Stored items from a collection:
<<<<

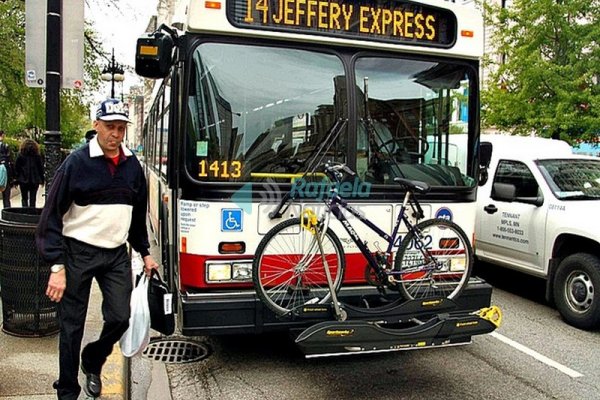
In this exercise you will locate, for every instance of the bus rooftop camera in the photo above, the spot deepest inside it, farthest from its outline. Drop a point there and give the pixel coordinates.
(153, 56)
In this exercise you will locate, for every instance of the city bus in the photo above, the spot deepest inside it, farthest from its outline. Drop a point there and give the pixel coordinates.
(251, 95)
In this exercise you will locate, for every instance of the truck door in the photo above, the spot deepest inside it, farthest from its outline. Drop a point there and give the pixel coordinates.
(512, 232)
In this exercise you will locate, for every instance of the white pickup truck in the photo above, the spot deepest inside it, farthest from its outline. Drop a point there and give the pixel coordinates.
(538, 213)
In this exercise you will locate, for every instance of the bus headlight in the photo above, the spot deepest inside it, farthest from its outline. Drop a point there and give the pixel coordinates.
(218, 272)
(242, 271)
(228, 271)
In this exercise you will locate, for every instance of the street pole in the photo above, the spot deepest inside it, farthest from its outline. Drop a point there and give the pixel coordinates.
(53, 79)
(112, 72)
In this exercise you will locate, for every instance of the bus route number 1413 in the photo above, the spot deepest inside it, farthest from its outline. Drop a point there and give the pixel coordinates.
(220, 169)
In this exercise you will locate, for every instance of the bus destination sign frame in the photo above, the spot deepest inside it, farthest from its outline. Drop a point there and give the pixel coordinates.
(400, 22)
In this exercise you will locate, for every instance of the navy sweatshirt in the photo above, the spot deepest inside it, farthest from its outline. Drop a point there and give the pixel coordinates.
(94, 203)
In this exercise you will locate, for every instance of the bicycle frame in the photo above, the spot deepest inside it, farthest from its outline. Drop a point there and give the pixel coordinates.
(335, 206)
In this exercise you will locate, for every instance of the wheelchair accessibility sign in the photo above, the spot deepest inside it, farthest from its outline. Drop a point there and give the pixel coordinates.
(231, 220)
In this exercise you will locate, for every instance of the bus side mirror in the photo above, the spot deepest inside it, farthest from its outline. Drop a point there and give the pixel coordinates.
(485, 156)
(154, 55)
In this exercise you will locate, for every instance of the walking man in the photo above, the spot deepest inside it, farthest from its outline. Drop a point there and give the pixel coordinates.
(97, 203)
(6, 159)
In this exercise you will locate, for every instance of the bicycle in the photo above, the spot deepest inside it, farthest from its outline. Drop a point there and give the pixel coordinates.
(301, 261)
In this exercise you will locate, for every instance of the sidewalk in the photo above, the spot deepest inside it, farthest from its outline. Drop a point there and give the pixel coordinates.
(29, 366)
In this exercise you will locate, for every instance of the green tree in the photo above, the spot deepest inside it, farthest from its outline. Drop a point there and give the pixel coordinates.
(545, 69)
(22, 109)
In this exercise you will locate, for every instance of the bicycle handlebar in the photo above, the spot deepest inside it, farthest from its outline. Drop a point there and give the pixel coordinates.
(335, 170)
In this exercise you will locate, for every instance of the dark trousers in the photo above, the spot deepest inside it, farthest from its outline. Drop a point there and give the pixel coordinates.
(6, 196)
(112, 270)
(28, 194)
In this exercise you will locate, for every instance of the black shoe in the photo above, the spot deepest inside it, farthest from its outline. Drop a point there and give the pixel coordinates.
(93, 384)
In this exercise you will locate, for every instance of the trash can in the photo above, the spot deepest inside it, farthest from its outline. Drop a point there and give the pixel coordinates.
(26, 310)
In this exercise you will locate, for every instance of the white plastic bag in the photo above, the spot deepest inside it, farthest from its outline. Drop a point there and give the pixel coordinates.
(137, 336)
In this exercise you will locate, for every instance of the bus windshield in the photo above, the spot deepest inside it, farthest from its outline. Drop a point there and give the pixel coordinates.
(259, 113)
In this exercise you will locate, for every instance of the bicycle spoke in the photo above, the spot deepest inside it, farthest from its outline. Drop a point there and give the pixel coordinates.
(289, 271)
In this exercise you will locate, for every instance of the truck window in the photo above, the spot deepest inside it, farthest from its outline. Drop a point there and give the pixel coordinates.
(518, 174)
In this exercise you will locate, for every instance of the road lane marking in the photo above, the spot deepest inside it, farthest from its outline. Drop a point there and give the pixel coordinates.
(540, 357)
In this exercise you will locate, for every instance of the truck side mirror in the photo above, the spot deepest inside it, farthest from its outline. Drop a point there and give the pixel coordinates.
(485, 156)
(504, 192)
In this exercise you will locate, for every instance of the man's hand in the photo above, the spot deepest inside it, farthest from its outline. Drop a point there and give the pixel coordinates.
(149, 265)
(57, 285)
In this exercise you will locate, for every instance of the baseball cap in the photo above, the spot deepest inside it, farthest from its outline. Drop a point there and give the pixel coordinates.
(112, 110)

>>>>

- PROBLEM STATEMENT
Can you copy out every line of the listing above word for word, leaving out the pictures?

- ANSWER TO THIS PROBLEM
In this exercise you will locate, for every instance of the bus rooftop camera in the photo above, the spot deepest inside it, farthest from its outline. Drop a point there and give the pixel coordinates.
(153, 56)
In this exercise you will locate, for every instance of the city bus in the photo above, the spot deepest inside it, farthest from its outline. Drop a point there and give the pixel coordinates.
(251, 95)
In this exercise you will locate, for every instance of the truck door in the photo above, the spot deepest inside it, farthest from its outline. Drop a point there and give the pixel coordinates.
(512, 232)
In this exercise you will locate, for every instance of the white pickup truck in the photo above, the spot deepest inside it, farthest from its outline. Drop a point there and give the pixel coordinates.
(538, 213)
In this exercise you will locate, for every instance of the bus headlight in the photo above, the spot deepest inside it, farthest from its outline. Drop a point there and give the pixel coordinates.
(218, 272)
(242, 271)
(228, 271)
In this exercise you will locate, for every instance of the street pole in the photo above, the spot deepest inside it, farthest from its outline. Drop a point there and give the pixel coordinates.
(53, 79)
(112, 72)
In this exercise you will locate, for every instance of the bus route number 1413 in the photo above, the spot deepest inside it, farthest from its outline. Drop a point there and give the pixel coordinates.
(220, 169)
In this exercise you will locate, for every instance of the bus destination sign frame in the photo above, the spot deepest inside it, farthest from its outline. Drop a point there and give the pixel coordinates.
(400, 22)
In this exercise you will locate, for every instance of the navy sweatshirt in the photo above, the spot deepest inside it, farthest from its outline. Drop a point there and give the pixel coordinates.
(94, 203)
In this exercise you will locate, for every instance of the bicycle frame in the photo above, the spot deepest inside it, farthest from its outline. Drop a point there and give the pixel coordinates.
(335, 206)
In this exercise you will locate, for every instance of the wheelchair accessibility sign in the photo above, the spot deepest inside it, farthest from its outline. Drop a point there and give the pixel coordinates.
(231, 220)
In this exercise you will locate, for every instance of the bus side mirror in the photo above, the spot deepest inside it, farthest from its outline. Drop a point there and give the pixel coordinates.
(485, 156)
(154, 55)
In this exercise you will locate, for every instance of the walking man in the photo above, the spot deepest inside it, farthest from its outline. Drop a point there and give the pixel coordinates.
(97, 203)
(6, 159)
In this exercise you will locate, for every instance of the bicycle in the photo above, the spot deepest inside it, farthest from its outline. Drop a point there and give the pixel coordinates.
(301, 261)
In this exercise you will locate, for every instance of the sidewalk in the photo above, the spot deepest inside it, farthest from its outline. Drop a point there and give the pixel coordinates.
(29, 366)
In this exercise you will locate, for every instance of the green tree in the photo above, the spot deepest inside it, farthest from its outline. Drop a point there and give the pixel coordinates.
(545, 69)
(22, 109)
In this exercise you will locate, for every instance of the bicycle handlebar in the photo above, the spot deepest inside it, farthest from its outline. Drop a point there and give the pixel coordinates.
(335, 170)
In this exercise you will locate, for every instance of the dark trousers in the photo above, the spot deepest inside it, farthest from its outline. Drop a point there and give the pixel coordinates.
(6, 196)
(112, 270)
(28, 194)
In this exercise you will locate, for every instance of the black shoe in the photo above, the spot deepest inside it, farthest from its outline. Drop a point there and give the pixel coordinates.
(93, 384)
In this exercise you will locate, for every instance of the trash can in the photo above, the spot deepest inside it, farthest from its outline. Drop a point there and give the pixel coordinates.
(26, 310)
In this exercise you will locate, for every instance of the white plastic bag in the photo above, the spot deepest inside it, farthest from its outline. Drop a point there and give the pixel coordinates.
(137, 336)
In this exercise you will locate, for every instance of the bus windshield in the photo above, the spot deepest inside it, farthest from its outline. Drop a point there and give the pixel coordinates.
(259, 113)
In this exercise you will locate, for every instance of the bicycle spoke in the photo above, the spot deepest inside it, farthest from its outline. Drop a point there and give the pixel coordinates.
(289, 271)
In this exercise you will locate, for every instance of the truck window in the photo above, the spot deepest inside it, farthest from its outline. Drop a point there and give the pixel coordinates.
(518, 174)
In this exercise you will locate, for every instance of the road lane marking in the photo above, the spot deepest inside it, farthest from its outline. Drop a point there and give the pixel coordinates.
(540, 357)
In this exercise you will locate, for every instance of the truck side mirror in the photo above, the spot deepest inside it, farthest from its outline. Drop a point there and give the pixel coordinates.
(485, 156)
(504, 192)
In this exercise you will locate, for every instance of the man's hand in the photo above, the spot deepest inside it, farthest from its outline. Drop a point there and give the pixel coordinates.
(149, 265)
(57, 285)
In this exercise you will locate, for every instance of the baseball cap in the photo above, the spot deepest inside it, farthest from its outline. Drop a point there and give the pixel coordinates.
(112, 110)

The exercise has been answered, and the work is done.